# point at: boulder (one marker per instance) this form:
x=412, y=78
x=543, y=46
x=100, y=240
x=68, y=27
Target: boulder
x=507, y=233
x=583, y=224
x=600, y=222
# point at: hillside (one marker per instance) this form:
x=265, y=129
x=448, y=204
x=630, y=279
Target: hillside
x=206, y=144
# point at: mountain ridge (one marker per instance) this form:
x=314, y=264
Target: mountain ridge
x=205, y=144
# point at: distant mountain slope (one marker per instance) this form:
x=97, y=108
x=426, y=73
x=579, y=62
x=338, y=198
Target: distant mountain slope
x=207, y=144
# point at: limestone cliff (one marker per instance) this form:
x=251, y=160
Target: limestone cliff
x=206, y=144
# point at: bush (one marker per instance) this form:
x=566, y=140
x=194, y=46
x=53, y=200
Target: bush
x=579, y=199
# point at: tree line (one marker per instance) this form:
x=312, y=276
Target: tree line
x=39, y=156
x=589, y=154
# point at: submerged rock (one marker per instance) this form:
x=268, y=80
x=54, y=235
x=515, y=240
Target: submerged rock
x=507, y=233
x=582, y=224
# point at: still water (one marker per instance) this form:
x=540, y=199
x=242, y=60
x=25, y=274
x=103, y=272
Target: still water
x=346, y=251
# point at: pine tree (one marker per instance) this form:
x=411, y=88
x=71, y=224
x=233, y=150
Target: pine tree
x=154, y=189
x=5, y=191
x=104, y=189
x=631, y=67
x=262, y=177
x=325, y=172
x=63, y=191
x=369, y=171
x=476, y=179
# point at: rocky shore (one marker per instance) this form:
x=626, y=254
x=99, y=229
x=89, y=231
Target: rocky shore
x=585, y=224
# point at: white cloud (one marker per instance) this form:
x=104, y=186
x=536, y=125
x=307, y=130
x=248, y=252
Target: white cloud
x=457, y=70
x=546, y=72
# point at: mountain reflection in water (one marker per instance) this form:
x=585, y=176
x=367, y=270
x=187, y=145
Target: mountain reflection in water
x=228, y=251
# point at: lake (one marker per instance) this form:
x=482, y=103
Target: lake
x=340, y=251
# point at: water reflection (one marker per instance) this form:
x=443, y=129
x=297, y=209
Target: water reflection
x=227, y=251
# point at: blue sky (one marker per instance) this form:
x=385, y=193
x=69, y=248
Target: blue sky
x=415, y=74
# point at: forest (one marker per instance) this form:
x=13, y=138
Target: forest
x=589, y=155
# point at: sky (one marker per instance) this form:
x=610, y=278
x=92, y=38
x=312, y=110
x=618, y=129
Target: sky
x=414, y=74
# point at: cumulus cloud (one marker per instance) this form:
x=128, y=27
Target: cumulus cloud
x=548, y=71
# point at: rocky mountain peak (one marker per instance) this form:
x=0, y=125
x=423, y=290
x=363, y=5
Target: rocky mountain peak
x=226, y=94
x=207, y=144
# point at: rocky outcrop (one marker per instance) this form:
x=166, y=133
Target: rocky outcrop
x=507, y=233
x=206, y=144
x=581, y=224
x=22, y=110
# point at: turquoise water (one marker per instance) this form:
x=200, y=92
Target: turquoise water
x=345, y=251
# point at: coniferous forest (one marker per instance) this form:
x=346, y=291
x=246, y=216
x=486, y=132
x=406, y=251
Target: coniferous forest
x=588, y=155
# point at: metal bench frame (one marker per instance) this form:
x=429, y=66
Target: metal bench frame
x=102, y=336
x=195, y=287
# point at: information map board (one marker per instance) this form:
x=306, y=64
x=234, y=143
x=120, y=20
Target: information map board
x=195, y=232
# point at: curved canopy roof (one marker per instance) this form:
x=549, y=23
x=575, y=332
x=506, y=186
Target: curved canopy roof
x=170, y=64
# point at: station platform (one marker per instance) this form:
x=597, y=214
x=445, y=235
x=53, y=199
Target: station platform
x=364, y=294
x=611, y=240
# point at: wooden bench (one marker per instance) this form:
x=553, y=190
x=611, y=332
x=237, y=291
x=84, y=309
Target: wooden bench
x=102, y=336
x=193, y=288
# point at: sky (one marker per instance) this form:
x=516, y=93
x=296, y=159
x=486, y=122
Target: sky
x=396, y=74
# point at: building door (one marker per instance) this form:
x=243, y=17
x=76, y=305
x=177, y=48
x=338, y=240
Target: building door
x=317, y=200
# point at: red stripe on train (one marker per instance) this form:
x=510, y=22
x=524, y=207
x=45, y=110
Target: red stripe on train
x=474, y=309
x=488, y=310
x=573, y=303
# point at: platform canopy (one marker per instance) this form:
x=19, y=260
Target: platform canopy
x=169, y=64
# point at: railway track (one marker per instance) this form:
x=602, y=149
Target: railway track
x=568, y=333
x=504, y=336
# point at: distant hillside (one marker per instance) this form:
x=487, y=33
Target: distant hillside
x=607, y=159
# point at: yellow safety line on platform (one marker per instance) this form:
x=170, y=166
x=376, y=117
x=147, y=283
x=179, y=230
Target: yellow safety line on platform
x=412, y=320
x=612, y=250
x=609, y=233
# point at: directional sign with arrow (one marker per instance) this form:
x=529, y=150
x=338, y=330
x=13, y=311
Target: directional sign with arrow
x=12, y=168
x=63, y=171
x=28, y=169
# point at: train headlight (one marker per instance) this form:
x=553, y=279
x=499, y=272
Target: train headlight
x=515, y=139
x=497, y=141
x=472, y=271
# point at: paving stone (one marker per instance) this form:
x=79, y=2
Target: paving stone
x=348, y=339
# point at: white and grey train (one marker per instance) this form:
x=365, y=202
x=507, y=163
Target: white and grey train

__________________________________________________

-- What is asked --
Reproduce verbatim the part of the data that opens with the line containing "# point at: building" and closes with the line containing "x=607, y=159", including both of those lines.

-- Solution --
# point at: building door (one marker per instance) this form:
x=243, y=17
x=76, y=305
x=177, y=48
x=338, y=240
Target: building door
x=317, y=200
# point at: red stripe on train (one marker per instance) this form:
x=510, y=22
x=524, y=207
x=45, y=110
Target: red stripe on train
x=474, y=309
x=488, y=310
x=573, y=303
# point at: platform canopy (one marker per instance) this form:
x=19, y=260
Target: platform canopy
x=169, y=64
# point at: railway track (one marker per instance) this form:
x=602, y=149
Target: railway track
x=568, y=333
x=504, y=336
# point at: distant hillside (one marker per instance) this form:
x=487, y=33
Target: distant hillside
x=607, y=159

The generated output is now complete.